• _Instructions to follow_
Print the listing below exactly.

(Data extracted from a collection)
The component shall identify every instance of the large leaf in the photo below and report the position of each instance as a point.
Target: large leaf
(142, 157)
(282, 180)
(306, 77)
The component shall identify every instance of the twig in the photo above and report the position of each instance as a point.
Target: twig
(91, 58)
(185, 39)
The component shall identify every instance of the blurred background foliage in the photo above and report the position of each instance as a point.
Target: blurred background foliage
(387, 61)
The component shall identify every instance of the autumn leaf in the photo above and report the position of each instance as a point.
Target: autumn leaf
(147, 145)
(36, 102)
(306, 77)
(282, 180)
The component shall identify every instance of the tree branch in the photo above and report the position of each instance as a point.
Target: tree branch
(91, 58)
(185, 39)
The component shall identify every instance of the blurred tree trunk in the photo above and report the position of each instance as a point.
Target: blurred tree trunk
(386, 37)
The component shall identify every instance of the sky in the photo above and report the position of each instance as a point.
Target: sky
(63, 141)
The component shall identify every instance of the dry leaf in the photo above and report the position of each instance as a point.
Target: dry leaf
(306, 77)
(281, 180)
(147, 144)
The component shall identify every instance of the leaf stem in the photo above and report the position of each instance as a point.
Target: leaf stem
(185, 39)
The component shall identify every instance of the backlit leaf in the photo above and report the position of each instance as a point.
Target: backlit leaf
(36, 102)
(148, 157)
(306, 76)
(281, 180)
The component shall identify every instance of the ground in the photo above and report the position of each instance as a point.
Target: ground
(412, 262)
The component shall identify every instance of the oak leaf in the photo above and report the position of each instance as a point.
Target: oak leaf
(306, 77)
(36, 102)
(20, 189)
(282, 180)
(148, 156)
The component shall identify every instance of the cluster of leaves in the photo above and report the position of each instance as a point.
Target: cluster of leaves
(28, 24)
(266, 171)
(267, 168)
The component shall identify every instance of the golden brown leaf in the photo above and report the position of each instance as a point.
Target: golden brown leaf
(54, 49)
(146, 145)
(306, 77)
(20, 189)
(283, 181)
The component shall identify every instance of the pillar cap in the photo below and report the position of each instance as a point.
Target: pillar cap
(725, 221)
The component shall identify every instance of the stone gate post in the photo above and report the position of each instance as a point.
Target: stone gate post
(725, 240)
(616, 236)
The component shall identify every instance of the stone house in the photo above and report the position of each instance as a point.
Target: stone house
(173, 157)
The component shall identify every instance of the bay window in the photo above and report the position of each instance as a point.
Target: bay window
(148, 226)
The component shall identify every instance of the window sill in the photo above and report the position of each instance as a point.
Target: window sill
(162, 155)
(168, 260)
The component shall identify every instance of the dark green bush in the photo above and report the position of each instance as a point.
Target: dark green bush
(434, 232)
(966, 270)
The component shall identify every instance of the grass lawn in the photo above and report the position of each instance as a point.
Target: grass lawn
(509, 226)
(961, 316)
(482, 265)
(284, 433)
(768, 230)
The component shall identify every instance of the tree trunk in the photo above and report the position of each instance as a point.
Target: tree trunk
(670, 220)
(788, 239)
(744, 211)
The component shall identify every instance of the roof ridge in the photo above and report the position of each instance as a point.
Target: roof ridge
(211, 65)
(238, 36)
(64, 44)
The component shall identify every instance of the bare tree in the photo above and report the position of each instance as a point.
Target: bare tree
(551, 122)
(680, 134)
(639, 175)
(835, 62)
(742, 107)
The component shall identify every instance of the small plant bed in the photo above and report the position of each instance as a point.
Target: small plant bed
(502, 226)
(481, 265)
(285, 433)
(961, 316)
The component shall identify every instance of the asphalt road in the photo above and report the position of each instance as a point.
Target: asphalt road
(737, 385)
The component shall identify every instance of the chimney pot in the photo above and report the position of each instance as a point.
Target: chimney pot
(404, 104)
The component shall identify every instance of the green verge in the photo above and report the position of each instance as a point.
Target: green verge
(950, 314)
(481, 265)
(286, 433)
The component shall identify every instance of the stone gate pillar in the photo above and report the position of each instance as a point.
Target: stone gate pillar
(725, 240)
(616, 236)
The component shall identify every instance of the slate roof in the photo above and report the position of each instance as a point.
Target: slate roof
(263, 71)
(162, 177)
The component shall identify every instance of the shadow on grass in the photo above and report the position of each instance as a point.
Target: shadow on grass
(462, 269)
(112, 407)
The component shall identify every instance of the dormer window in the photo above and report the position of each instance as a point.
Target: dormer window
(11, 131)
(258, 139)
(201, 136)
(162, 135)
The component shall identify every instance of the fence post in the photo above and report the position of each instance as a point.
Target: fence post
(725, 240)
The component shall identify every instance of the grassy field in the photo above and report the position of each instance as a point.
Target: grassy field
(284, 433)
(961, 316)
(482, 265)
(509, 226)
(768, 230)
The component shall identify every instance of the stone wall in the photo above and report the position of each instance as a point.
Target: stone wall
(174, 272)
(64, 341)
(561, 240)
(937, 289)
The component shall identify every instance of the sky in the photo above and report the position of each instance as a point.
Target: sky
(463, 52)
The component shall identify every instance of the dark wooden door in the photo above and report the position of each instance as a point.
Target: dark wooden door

• _Exercise output_
The component shall identify every instance of the large leaf in the photo below and report the position of each instance as a point.
Target: large leaf
(142, 157)
(282, 180)
(306, 77)
The component shall identify every instance of the twig in the photo above and report the position of each instance as a point.
Target: twig
(91, 58)
(185, 39)
The component shall identify every instance of the blurred background foliage in the photo above and report the position of each instance as a point.
Target: blurred background foliage
(387, 61)
The component shall identify every instance of the autumn leaf in the photo above and report the position of each instance as a point.
Target: autumn leaf
(147, 145)
(36, 102)
(306, 77)
(282, 180)
The component shall identify every instance of the tree branch in the photo above and report the position of each instance as a point.
Target: tree branch
(91, 58)
(185, 39)
The component shall identify every instance of the blurred tree trunk in the photo above and report the position of each instance as a point.
Target: blurred tree trunk
(386, 37)
The component shall identify every instance of the sky in the photo above and report the position of each instance as a point.
Target: sky
(63, 141)
The component shall identify every instance of the dry leaf in the photo above and report the position of each instance as a point.
Target: dry leaf
(306, 77)
(281, 180)
(147, 144)
The component shall identify every instance of the leaf stem in the photo above and report the position of each instance as a point.
Target: leaf stem
(185, 39)
The component shall identify every instance of the backlit leaf in the photo above and report the position of each instance as a point.
Target: backlit leaf
(36, 102)
(148, 157)
(306, 76)
(281, 180)
The component shall identify every instance of the ground in the photo above and report the position of each instance as a point.
Target: ground
(412, 262)
The component shall identify every instance of the oak leaf in the photo above and report the position of each instance as a point.
Target: oak leaf
(306, 77)
(36, 102)
(20, 189)
(282, 180)
(148, 156)
The component shall identify every instance of the cluster of leaves in the photo above and report the position of each instance as a point.
Target: cluster of leaves
(28, 24)
(266, 171)
(267, 168)
The component shall identify every instance of the golden brown leaf in the photo above and report the position of each instance as a point.
Target: golden brown leaf
(54, 49)
(146, 145)
(306, 77)
(20, 189)
(283, 181)
The component shall identify every instance of the pillar cap in the photo below and report the position of each instance as a point.
Target: pillar cap
(725, 221)
The component shall identify every instance of the stone gate post in the photo above and report the position of each instance as a point.
Target: stone gate post
(725, 240)
(616, 236)
The component shall identify every instance of the stone house in the photo above and report the position of each instance as a point.
Target: stone house
(173, 157)
The component shall identify every instance of the bay window in the photo above and report the position of each instance as a point.
Target: bay window
(148, 226)
The component shall identify every instance of the window sill in the photo above and report the position of each instance as a point.
Target: window sill
(162, 155)
(168, 260)
The component shall identify every instance of the dark green bush in the photo above and report the position of each instance as a point.
Target: dark green bush
(434, 232)
(966, 270)
The component shall identify every instance of the grass lawn in the photo above and report the position of each instance as a point.
Target: grass lawn
(509, 226)
(961, 316)
(482, 265)
(284, 433)
(768, 230)
The component shall identify every instance of the tree trunk in the photo above and report the position of each instance as a point.
Target: tree trunk
(670, 220)
(788, 239)
(744, 211)
The component shall identify every instance of the roof ridge in the photo above and report the position of each instance as a point.
Target: roof ridge
(211, 65)
(238, 36)
(64, 44)
The component shall identify every instance of the bare tree in the photo above and report the position of each instance as a point.
Target: bare tree
(551, 122)
(680, 134)
(639, 175)
(835, 62)
(742, 107)
The component shall identify every instance of the small plant bed in the photo above and report the position of each instance as a point.
Target: small plant bed
(502, 226)
(481, 265)
(285, 433)
(961, 316)
The component shall identify every instance of the asphalt road in the photo above and report the position of each instance as a point.
Target: asphalt road
(737, 385)
The component shall identify every instance of the chimney pot in the photo above and report the position of each instance as a point.
Target: chimney pot
(404, 104)
The component shall identify every instance of the green verge in the photo above and report the position of each instance as a point.
Target: green verge
(950, 314)
(481, 265)
(286, 433)
The component shall identify every instance of the stone gate pillar in the photo above and report the position of each instance as a point.
Target: stone gate pillar
(725, 240)
(616, 236)
The component shall identify every instance of the slate roof in the photo above and report the position of each instance as a point.
Target: slate roof
(263, 71)
(162, 177)
The component shall identify every instance of the shadow on grass in the photo above and report the position of each instance as a point.
Target: shadow on grass
(462, 269)
(112, 407)
The component shall identify every instance of the dormer window in the photo above and report the position of each instance as a point.
Target: dormer window
(11, 131)
(258, 139)
(201, 136)
(162, 135)
The component shall identify every instance of the fence post in the photo above and report the position of each instance as a point.
Target: fence post
(725, 240)
The component shall identify every instance of the grassy field in the photo above and report the position of each instance as a point.
Target: grassy field
(284, 433)
(961, 316)
(482, 265)
(509, 226)
(768, 230)
The component shall identify every instance of the stone wall in the photo above and report the position of each instance as a point.
Target: stone wall
(174, 272)
(64, 341)
(561, 240)
(937, 289)
The component shall identify every instance of the sky in the photo above and report the position of each instance as a point.
Target: sky
(463, 52)
The component shall identify every instance of the dark wooden door in the photo above and report the position of each instance as a point.
Target: dark wooden door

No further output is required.